- Text segment:

..........

Corporate Governance states the set of principles, processes, and systems that regulate the Company. On the basis, these principles, processes, and guidelines Company directs and controls the decisions to fulfil its goals and objectives. It helps to add value to the Company, and proves beneficial for all the stakeholders in the long term. In this blog, we will learn about the objectives of Corporate Governance, factors affecting corporate governance.

Readers will also get knowledge about the essentials of corporate Governance, Who are the stakeholders? How corporate Governance affects these stakeholders?, etc.

What are the Elementary Principles of Corporate Governance?

The elementary principles of corporate governance are as follows;

  • Good corporate Governance focuses on conducting the business with all integrity, fairness, and being as transparent as possible regarding all the transactions.
  • The Company makes all the necessary disclosures and decisions by complying with all the laws of the land.
  • It takes accountability and responsibility towards the stakeholders. Commit to conducting business in an ethical manner.
  • As per the SEBI reports on the essentials of corporate Governance, the controller of the companies must be able to distinguish between personal and corporate funds.

Read our article:Mandatory Website Disclosures- A Requirement under Companies Act 2013 and SEBI

Corporate Governance -Scope and Application

The scope of corporate Governance includes but limited to the collection of procedures, processes, and provisions through which the Company controls and operates. It refers to the mechanism by which the Company directs and manages its affairs. Business ethics play a substantial part in corporate governance and it is among the key factors influencing corporate governance.

The ideal model of corporate Governance follows the universally accepted principles of corporate Governance. As per the good Corporate Governance model, the Company carries out the business according to the stakeholders’ desire to earn profits. Board of directors and other related committees are responsible for running the organization conduct these business decisions to maintain a balance between individual & societal goals, and economic & social goals.

It is essential to refer to the  Shareholder vs. stakeholder theories of Corporate Governance to understand the aim and beneficiaries of the corporate governance process

Shareholder vs. Stakeholder Theory

As per the Agency Theory of Corporate Governance, the management and the shareholder hold a principal-agent relationship. This means that the management is bound to serve the interests of shareholders as an agent. However, shareholders are not the only group that is having interests in the company. Proper implication of these theories are important factors affecting corporate governance.

..........

- Dataset excerpts:
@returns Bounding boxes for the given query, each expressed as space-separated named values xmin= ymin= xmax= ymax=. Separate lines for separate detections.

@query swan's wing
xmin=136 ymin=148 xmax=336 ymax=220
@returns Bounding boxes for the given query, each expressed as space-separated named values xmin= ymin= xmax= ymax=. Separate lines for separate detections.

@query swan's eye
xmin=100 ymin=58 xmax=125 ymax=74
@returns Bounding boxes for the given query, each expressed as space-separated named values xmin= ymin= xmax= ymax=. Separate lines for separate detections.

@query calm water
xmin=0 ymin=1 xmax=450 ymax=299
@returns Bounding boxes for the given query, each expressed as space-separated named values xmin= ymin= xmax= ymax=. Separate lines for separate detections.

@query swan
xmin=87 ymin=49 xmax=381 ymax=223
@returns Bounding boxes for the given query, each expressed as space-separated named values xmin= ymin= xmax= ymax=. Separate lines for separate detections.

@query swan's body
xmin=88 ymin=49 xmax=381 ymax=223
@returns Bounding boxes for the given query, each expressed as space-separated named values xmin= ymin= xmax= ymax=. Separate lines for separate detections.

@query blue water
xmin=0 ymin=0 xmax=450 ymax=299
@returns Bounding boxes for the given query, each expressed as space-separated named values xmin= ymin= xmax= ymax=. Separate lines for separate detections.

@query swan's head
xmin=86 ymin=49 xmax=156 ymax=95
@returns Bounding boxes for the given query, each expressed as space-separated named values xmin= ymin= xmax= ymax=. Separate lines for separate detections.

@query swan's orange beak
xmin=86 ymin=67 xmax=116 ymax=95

..........

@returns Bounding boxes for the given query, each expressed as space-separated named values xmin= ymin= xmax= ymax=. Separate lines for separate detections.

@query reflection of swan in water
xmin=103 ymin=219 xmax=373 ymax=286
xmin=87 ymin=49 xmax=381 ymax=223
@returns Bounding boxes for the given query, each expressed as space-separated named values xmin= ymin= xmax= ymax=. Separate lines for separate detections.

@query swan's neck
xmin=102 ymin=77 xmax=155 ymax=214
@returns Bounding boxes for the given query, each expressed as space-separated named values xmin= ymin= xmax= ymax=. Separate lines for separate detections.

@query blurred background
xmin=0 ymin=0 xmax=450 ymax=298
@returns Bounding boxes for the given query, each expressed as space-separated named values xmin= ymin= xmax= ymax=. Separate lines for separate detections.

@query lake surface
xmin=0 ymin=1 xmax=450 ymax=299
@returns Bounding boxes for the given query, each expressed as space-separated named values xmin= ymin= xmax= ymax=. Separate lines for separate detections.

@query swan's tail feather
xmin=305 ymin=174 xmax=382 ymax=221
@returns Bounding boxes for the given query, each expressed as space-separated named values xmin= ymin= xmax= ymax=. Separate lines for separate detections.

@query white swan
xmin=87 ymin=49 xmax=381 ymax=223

..........

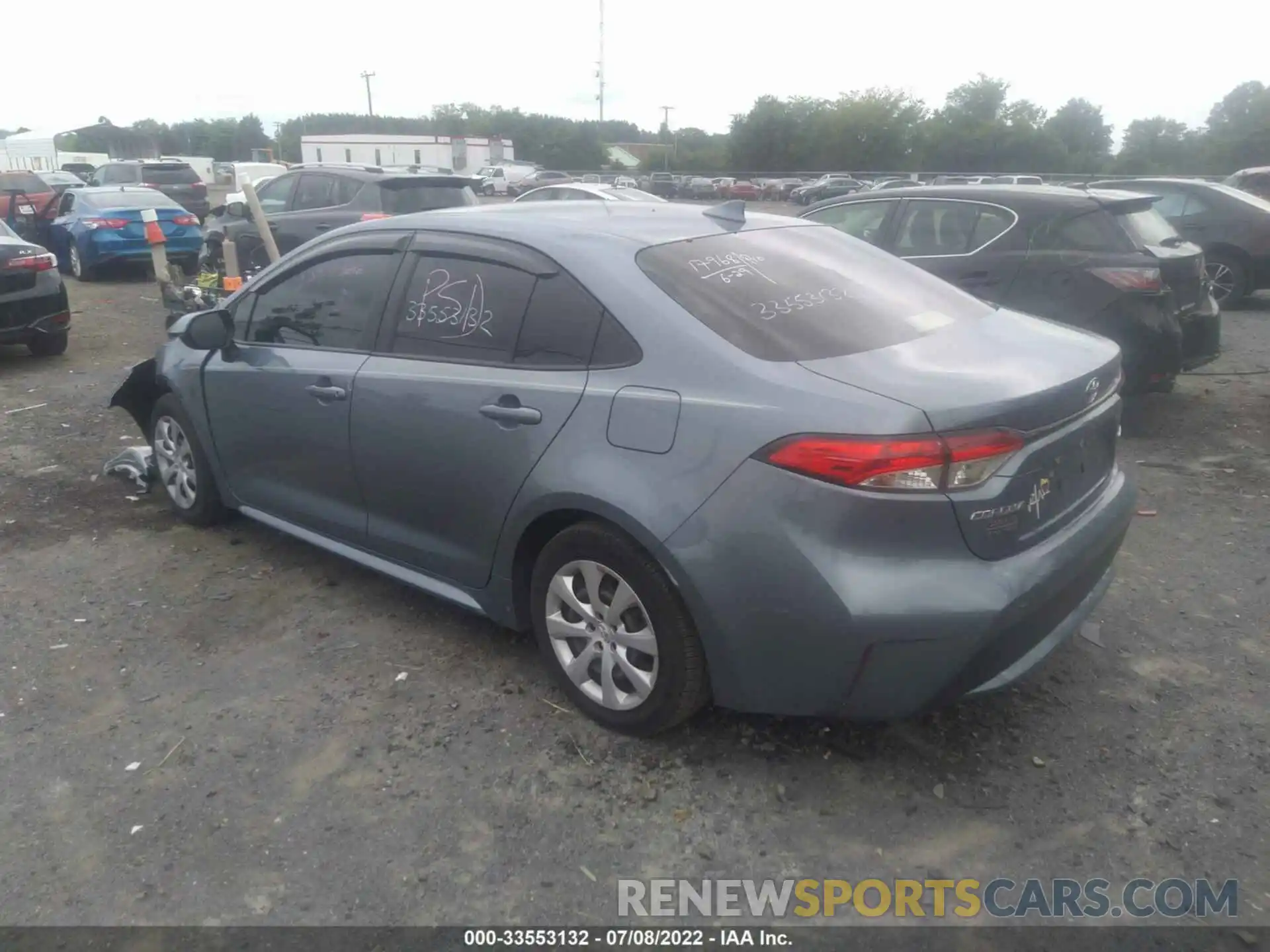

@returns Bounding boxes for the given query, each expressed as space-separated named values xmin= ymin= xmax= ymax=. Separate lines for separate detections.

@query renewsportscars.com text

..........

- Required task 1: Summarize the corporate governance passage in two sentences.
- Required task 2: Reproduce the corporate governance passage word for word, starting at "The elementary principles of corporate governance are" and ending at "an ethical manner.".

- Written solution 1: Corporate governance is the set of principles, processes, and systems through which a company directs and controls its decisions to meet its goals, adding value and benefiting stakeholders over the long term. Its elementary principles include integrity, fairness, transparency, legal compliance, and accountability to stakeholders, and under the Agency Theory management serves shareholders as their agent, although shareholders are not the only group with interests in the company.

- Written solution 2:
The elementary principles of corporate governance are as follows;

  • Good corporate Governance focuses on conducting the business with all integrity, fairness, and being as transparent as possible regarding all the transactions.
  • The Company makes all the necessary disclosures and decisions by complying with all the laws of the land.
  • It takes accountability and responsibility towards the stakeholders. Commit to conducting business in an ethical manner.